Directions
Please reproduce the whole listing below word for word, omitting the pictures.

START Material shown

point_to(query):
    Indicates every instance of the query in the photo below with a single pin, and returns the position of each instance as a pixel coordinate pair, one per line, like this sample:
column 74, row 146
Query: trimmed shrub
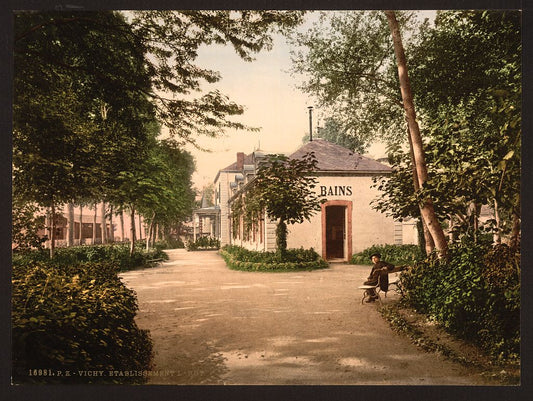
column 239, row 258
column 118, row 254
column 475, row 295
column 75, row 318
column 395, row 254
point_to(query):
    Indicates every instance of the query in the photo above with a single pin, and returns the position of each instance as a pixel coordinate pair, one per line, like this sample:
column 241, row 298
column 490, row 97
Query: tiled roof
column 248, row 159
column 332, row 157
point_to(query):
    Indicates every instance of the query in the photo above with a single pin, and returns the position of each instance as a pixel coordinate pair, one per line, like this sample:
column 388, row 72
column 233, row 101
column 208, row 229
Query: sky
column 272, row 103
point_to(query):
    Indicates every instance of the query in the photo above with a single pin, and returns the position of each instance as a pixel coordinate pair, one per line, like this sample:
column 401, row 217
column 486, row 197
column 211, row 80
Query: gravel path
column 212, row 325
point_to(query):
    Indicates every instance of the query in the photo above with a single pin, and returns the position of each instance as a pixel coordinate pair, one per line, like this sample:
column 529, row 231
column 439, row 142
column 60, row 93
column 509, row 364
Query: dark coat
column 383, row 274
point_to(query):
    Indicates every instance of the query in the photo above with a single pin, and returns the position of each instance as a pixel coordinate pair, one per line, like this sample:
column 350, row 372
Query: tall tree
column 347, row 62
column 283, row 188
column 427, row 209
column 88, row 83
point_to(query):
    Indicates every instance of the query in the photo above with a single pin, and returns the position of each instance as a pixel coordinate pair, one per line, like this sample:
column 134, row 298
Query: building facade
column 346, row 223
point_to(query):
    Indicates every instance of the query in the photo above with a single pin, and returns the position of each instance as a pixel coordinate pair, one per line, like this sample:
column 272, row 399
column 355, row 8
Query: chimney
column 240, row 160
column 310, row 123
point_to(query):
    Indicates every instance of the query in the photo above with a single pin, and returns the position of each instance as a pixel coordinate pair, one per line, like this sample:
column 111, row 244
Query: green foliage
column 348, row 64
column 466, row 80
column 75, row 318
column 476, row 295
column 395, row 254
column 203, row 243
column 170, row 243
column 284, row 188
column 117, row 254
column 239, row 258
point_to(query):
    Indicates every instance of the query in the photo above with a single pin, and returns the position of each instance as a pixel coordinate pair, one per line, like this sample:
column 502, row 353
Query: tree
column 62, row 136
column 283, row 188
column 415, row 139
column 333, row 131
column 347, row 61
column 167, row 195
column 472, row 111
column 88, row 84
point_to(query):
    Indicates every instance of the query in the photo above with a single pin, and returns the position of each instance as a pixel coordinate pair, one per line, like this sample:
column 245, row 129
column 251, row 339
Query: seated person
column 380, row 269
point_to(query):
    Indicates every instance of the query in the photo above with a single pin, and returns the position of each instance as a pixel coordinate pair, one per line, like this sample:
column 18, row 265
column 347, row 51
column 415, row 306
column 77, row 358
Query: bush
column 203, row 243
column 395, row 254
column 75, row 318
column 476, row 295
column 118, row 254
column 239, row 258
column 171, row 243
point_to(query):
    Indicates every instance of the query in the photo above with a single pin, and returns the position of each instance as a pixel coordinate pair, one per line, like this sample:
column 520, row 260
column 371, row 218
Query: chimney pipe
column 240, row 160
column 310, row 123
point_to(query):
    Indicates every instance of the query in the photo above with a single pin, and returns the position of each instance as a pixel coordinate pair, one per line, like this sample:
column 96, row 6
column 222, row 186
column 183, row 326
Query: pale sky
column 271, row 101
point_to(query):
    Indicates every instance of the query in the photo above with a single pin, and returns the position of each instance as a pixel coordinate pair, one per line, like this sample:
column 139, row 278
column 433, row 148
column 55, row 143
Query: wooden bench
column 154, row 262
column 394, row 279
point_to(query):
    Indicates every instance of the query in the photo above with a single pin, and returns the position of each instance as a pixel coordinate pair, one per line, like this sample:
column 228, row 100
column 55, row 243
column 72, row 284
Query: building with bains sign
column 346, row 223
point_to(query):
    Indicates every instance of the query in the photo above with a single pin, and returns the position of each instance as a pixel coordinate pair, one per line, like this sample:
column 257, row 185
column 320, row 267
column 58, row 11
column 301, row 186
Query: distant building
column 346, row 223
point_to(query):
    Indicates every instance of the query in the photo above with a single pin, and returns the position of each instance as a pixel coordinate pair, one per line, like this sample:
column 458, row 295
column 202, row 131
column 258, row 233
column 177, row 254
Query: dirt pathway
column 212, row 325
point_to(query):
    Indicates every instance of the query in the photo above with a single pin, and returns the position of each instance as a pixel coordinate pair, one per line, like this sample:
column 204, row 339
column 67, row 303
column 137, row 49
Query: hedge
column 75, row 318
column 395, row 254
column 239, row 258
column 475, row 295
column 203, row 243
column 118, row 254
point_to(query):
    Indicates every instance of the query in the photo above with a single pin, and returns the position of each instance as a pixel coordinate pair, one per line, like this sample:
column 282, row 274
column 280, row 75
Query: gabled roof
column 248, row 159
column 332, row 157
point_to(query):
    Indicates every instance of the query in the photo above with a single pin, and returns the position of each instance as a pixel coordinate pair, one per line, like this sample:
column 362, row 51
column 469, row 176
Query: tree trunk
column 94, row 223
column 427, row 209
column 150, row 231
column 132, row 243
column 81, row 225
column 429, row 244
column 111, row 228
column 52, row 230
column 514, row 242
column 70, row 225
column 103, row 223
column 121, row 216
column 281, row 239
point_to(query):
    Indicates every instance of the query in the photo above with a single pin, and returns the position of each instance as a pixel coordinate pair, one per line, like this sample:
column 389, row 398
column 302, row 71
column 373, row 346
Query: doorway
column 335, row 231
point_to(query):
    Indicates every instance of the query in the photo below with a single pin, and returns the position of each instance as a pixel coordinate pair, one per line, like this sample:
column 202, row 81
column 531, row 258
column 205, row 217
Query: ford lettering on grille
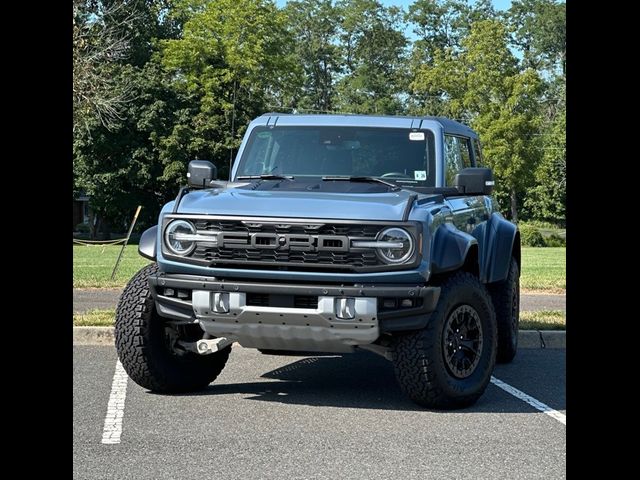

END Material shown

Answer to this exercise
point_to(query):
    Indicates every instance of the query in the photo below with a single pin, and returns the position of each instance as a pixel coordinate pair, one per line, like this sample:
column 74, row 146
Query: trimmed shrub
column 239, row 258
column 118, row 254
column 475, row 295
column 75, row 318
column 395, row 254
point_to(query):
    Indicates every instance of the query in the photo above with a single pin, and returns the position of each instance as a pixel coordinate pair, one per line, like this sample:
column 241, row 298
column 490, row 97
Query: tiled roof
column 248, row 159
column 332, row 157
point_to(query):
    Indicates every instance of the query in the photo above with a single pin, and returns the position of each instance as a pixel coordinate pair, one per line, like this sample:
column 388, row 72
column 233, row 101
column 208, row 229
Query: sky
column 272, row 103
point_to(query):
    Indicates every instance of the query in the photo above with a single pin, and returns the position of each instance as a pixel coordinate pair, one per line, like this sample:
column 401, row 217
column 486, row 197
column 211, row 80
Query: gravel path
column 212, row 325
point_to(query):
    Indicates every instance of the query in the photo above with a single pin, and returns the position of each instance as a pixel coordinate pair, one per line, like this sample:
column 529, row 231
column 439, row 142
column 60, row 93
column 509, row 364
Query: dark coat
column 383, row 274
point_to(query):
    Indicates every instance of the query in the photo above with a single pin, and returns the position of each instance as a pixel coordinate pair, one per line, like this sample:
column 350, row 372
Query: tall tree
column 347, row 62
column 283, row 188
column 427, row 209
column 88, row 83
point_to(query):
    Indicates every instance of the query in the photo above with a single pin, and returns the position of each instance as a pixel coordinate pair, one per line, like this sample:
column 134, row 298
Query: building facade
column 346, row 223
point_to(query):
    Indicates every instance of the query in the photo above with a single pin, and returns the position of each instance as a pixel coordinate pair, one per line, like this sample:
column 272, row 399
column 355, row 8
Query: chimney
column 240, row 160
column 310, row 123
point_to(query):
    Indicates every instance of the query in the photo above with a single pin, and returns the position of each instance as a pixel coordinate pair, one per line, like this sample:
column 111, row 244
Query: green foliage
column 348, row 64
column 466, row 80
column 75, row 318
column 476, row 295
column 395, row 254
column 203, row 243
column 170, row 243
column 284, row 188
column 117, row 254
column 239, row 258
point_to(query):
    Indicates every instance of the query in the photo above with a single pin, and returns the position of each instance as a pixel coordinate pair, one per line, like this sample:
column 502, row 353
Query: tree
column 62, row 136
column 283, row 188
column 415, row 139
column 333, row 131
column 347, row 61
column 167, row 195
column 472, row 111
column 88, row 84
point_to(query):
    Indicates every instance of the query in the photo above with a single pin, and returns the position of each instance as a pixel coordinate pair, one per line, like this sample:
column 245, row 129
column 251, row 339
Query: seated person
column 380, row 269
point_to(query):
    Indicates every instance of the query in the photo above with a single pin, and returns the position of each instance as a pixel coordinate pair, one per line, like this sample:
column 18, row 265
column 347, row 51
column 415, row 306
column 77, row 358
Query: bush
column 203, row 243
column 395, row 254
column 75, row 318
column 476, row 295
column 118, row 254
column 239, row 258
column 171, row 243
point_to(query):
    Indicates every instance of the query in the photo above with a single pin, and returns the position of each instance as a pixel coordinate pair, one per line, like this sample:
column 520, row 260
column 371, row 218
Query: chimney pipe
column 240, row 160
column 310, row 123
point_to(query):
    Indicates every instance of the query in the photo above with a single pin, and returns the position of each instance as a pixel coordinate pair, one per line, like this sample:
column 96, row 6
column 222, row 186
column 183, row 326
Query: pale sky
column 271, row 101
point_to(query):
    Indicates every instance of the query in the photo above with a single pin, and returns the position of each instance as a pixel coordinate pair, one per line, like this sample:
column 139, row 278
column 433, row 148
column 55, row 143
Query: wooden bench
column 154, row 262
column 394, row 279
point_to(query):
    Indicates every instance of the query in the photo above with a single pin, and returns the position of each instance as a pixel coordinate pair, one per line, like this sample:
column 228, row 100
column 55, row 243
column 72, row 284
Query: building with bains sign
column 346, row 223
point_to(query):
    Indicates every instance of the query in the photo above with a single pin, and returns the position of each instance as a pixel coordinate pair, one per line, like this sample:
column 257, row 185
column 320, row 267
column 58, row 11
column 301, row 186
Query: distant building
column 346, row 223
point_to(query):
    Indicates every instance of the query in the photo above with a single pin, and returns the position of each instance as a pixel coordinate pair, one per line, like this sample:
column 458, row 295
column 202, row 131
column 258, row 233
column 177, row 254
Query: dirt pathway
column 212, row 325
point_to(query):
    Indicates every instance of the query in the photo above with a single pin, and returns the position of each instance as a pixel coordinate pair, one per line, like this sample:
column 204, row 339
column 67, row 303
column 137, row 49
Query: hedge
column 75, row 318
column 395, row 254
column 239, row 258
column 475, row 295
column 203, row 243
column 118, row 254
point_to(query):
    Indicates every instance of the query in the photo above with a single pin, and returns the position of each instance as a pixel coordinate pair, one per line, like this sample:
column 282, row 274
column 280, row 75
Query: gabled roof
column 248, row 159
column 332, row 157
point_to(query):
    Indicates every instance of the query in the photo above with a single pin, and returns the position of each instance as a pixel coordinate pair, one per line, like this sample:
column 362, row 51
column 469, row 176
Query: tree trunk
column 94, row 223
column 427, row 209
column 150, row 231
column 132, row 243
column 81, row 225
column 429, row 244
column 111, row 228
column 52, row 230
column 514, row 242
column 70, row 225
column 103, row 223
column 121, row 216
column 281, row 239
point_to(query):
    Indicates every instance of the query in the photo above with a single pin, and returns the position of each instance as a pixel coordinate pair, one per line, like this sample:
column 389, row 398
column 302, row 71
column 373, row 346
Query: doorway
column 335, row 231
point_to(query):
    Indicates every instance of the query in the photo below with a single pin, and returns the position of each instance as a pixel coordinate pair, one per line, like this sample:
column 202, row 81
column 531, row 258
column 205, row 217
Query: ford lettering on grille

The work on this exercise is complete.